→ **Document text**:
======

Therefore it is important to support the fever process and help
the body to heat itself into the hands and feet. You would do
the same for yourself when you feel cold and shivery despite
already having a high fever, you would keep yourself under the
duvet until the body has managed to warm up the hands and feet
as well. If carers start to try and get the temperature down,
then the body has to put extra effort in and this will exhaust
and distress the child. Therefore it is about supporting the
fever process in order that the body doesn’t need to put ever
more effort in to heat every part of the body.
Paracetamol (acetaminophen) are
analgesics (painkillers) and can be given if the child has pain
or muscle ache or is you think it is distressed by the fever,
but often the temperature will go up again anyway and that is
due to the above described fever process. The fever is a healing
mechanism and you do not need to worry that ‘the temperature can
get too high’ – is has never been in the newspapers that again
another child has boiled – and febrile convulsions, in general,
only happen when there is a sudden rise in temperature, in other
words, usually a convulsion comes out of the blue and not when
the fever is noticed.
Expect the child to perk up a few
times over 24 hours, and often it is noticed that the
temperature goes up at night time, this fits with bio-rhythms
(circadian rhythms). However, if the child is constantly
lethargic then it needs to be seen by a doctor because in that
case it might have a serious bacterial infection or Kawasaki
A feverish child will not have any
appetite and eat poorly, which is perfectly all right for a few
days. Fluids should be offered, of course, to prevent
dehydration. Clear liquids like fruit juice or squash (but no
fizzy drinks) are best. Actually, often the child seems
basically content despite a raging temperature, but it is the
parents who are worried!
It is impressive to realise that we
constantly maintain a body temperature of 37 degrees Celsius,
but even more impressive that we can produce the great heat of a
fever. Fever is largely a childhood condition. Children seem to
have the ability to produce fevers easily and can tolerate them
better than adults. (High fevers are less common in adults and
are more often a symptom of a serious illness.) Fevers should be
viewed with reverence, particularly when we consider that this
heat originates from the Sun! As discussed in a previous chapter
, plants bind the warmth of the Sun into their substance. When
humans absorb food, this warmth is released into our bodies when
it is broken down by oxygen, like the heat from a burning log
fire. The following can give a sense of reverence for fever.

======

→ **Tasks**:
1. According to the passage on childhood fever, which drinks are best for a feverish child?
2. Resume the passage on childhood fever, starting right after its final sentence.

======

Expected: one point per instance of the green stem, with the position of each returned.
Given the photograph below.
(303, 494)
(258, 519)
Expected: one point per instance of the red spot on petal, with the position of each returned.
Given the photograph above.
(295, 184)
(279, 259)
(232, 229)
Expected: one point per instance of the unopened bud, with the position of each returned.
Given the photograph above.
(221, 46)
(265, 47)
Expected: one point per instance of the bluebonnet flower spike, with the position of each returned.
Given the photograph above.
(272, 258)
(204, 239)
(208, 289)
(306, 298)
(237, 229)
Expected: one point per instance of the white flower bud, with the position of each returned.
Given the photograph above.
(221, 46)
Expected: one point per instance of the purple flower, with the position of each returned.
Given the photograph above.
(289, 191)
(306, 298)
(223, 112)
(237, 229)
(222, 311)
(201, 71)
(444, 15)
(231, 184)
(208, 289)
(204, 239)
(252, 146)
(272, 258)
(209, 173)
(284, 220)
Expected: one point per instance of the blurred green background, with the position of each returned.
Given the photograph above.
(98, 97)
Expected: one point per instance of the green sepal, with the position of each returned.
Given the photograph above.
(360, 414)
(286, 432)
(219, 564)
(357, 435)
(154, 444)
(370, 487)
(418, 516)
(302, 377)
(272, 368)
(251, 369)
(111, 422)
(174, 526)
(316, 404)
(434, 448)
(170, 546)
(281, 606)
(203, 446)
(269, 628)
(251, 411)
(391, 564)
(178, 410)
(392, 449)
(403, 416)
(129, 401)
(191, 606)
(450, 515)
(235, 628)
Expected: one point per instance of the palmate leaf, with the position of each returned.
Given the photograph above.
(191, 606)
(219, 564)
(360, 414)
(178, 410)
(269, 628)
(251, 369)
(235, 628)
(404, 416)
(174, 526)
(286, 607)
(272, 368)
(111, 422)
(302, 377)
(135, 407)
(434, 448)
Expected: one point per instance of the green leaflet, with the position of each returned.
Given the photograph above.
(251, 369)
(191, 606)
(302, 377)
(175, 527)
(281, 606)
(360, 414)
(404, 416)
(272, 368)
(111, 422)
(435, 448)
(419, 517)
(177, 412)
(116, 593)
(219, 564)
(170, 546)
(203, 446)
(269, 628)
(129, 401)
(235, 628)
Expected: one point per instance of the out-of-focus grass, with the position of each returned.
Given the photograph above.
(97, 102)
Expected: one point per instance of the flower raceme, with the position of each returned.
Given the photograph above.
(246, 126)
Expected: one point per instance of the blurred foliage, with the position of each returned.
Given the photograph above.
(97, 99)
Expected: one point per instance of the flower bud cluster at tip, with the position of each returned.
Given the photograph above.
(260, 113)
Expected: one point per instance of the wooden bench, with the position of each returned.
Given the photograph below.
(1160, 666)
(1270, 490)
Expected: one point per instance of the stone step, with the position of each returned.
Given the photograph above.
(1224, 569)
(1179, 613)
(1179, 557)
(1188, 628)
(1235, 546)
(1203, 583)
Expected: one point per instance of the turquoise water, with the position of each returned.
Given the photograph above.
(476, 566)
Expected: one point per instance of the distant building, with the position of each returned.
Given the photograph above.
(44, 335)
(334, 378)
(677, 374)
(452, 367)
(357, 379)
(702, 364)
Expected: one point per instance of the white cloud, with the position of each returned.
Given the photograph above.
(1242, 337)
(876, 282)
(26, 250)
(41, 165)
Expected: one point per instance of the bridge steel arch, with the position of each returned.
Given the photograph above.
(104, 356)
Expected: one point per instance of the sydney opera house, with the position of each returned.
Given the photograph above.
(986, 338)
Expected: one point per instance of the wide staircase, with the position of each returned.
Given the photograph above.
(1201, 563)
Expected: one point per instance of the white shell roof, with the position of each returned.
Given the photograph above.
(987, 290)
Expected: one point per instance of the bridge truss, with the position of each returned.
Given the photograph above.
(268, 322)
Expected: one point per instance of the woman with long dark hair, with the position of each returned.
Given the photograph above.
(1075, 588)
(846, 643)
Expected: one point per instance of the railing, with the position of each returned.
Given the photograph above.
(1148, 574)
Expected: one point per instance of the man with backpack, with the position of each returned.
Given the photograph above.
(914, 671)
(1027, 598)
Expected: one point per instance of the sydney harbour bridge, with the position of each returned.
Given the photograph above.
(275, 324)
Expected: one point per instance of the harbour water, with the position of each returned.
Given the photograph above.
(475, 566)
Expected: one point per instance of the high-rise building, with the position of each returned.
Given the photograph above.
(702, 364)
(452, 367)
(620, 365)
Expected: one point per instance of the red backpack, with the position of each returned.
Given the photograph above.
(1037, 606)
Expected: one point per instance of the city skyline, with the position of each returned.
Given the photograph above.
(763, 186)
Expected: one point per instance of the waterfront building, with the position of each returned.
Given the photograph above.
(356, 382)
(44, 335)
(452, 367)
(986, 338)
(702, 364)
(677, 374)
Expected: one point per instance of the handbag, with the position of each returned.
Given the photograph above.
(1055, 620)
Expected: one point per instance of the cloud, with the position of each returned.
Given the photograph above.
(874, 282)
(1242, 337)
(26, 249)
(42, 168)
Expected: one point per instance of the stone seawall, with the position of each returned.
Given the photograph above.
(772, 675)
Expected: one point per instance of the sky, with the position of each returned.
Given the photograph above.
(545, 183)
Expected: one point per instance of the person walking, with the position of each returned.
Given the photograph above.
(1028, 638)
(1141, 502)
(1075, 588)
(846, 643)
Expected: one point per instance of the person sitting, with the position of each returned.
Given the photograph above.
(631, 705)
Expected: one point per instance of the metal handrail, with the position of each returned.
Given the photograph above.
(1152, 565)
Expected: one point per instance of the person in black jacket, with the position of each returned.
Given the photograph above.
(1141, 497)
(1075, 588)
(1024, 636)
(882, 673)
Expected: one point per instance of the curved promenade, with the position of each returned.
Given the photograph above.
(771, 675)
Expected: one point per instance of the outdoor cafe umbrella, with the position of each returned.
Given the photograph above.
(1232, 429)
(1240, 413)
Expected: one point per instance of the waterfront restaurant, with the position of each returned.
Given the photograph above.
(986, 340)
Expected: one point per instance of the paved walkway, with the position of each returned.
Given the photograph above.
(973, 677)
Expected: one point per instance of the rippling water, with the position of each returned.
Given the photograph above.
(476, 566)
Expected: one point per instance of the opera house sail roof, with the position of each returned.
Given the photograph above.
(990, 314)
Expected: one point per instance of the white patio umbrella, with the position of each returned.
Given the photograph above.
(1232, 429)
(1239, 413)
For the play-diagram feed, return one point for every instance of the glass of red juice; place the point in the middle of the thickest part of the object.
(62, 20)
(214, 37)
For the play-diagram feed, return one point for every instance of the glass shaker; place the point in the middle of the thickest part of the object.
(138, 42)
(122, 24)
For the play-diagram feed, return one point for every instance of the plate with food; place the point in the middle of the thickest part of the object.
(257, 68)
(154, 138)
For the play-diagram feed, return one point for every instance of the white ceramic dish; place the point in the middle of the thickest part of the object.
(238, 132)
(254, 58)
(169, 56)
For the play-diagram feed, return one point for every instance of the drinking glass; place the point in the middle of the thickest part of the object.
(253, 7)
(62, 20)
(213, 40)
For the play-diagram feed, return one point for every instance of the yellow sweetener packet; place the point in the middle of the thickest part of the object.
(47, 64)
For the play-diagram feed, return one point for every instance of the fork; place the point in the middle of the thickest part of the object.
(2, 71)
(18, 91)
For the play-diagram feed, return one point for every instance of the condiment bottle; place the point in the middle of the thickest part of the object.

======

→ **Task responses**:
1. Clear liquids like fruit juice or squash, but no fizzy drinks.

2.
The body of the newly born baby is
completely built up from substances delivered through the
mother. From the moment of birth, with the first breath of
oxygen, the baby will start to break down and reorganise these
motherly substances. Through the breathing process and feeding,
the baby starts to rearrange and transform his or her little
body to correspond to its own individuality. During a fever, a
dramatic transformation is taking place in the body. The body
might need the fever in order to leap hurdles in this process of
maturing. We could say that, on the one hand we come into the
world with inherited substances and forces, linking us with our
past; but on the other hand we go through a process of personal
development, drawing us into the future.
To summarize: Fever is alright as
long as you remain vigilant for a dangerous underlying
infection. Children younger than 6 months with a fever need to
see a doctor. The advice is to keep checking every few hours for a
rash than does not fade when pressed as in septicaemia (when the
bacteria circulate in the blood). Usually people only lift up
the tummy shirt but you need to check every part of the body!
Secondly check at the same time for meningitis (when the
bacteria have infected the sheaths of the brain). See the
drawings and text above. If the temperature is above 39C, try
and catch a urine sample which the doctor can check for
infection. The National Institute for Clinical Excellence - NICE
- has also written information for parents, the link for this
you can find in the references below.
As such we do better by supporting
the fever process so that a new beneficial balance can develop.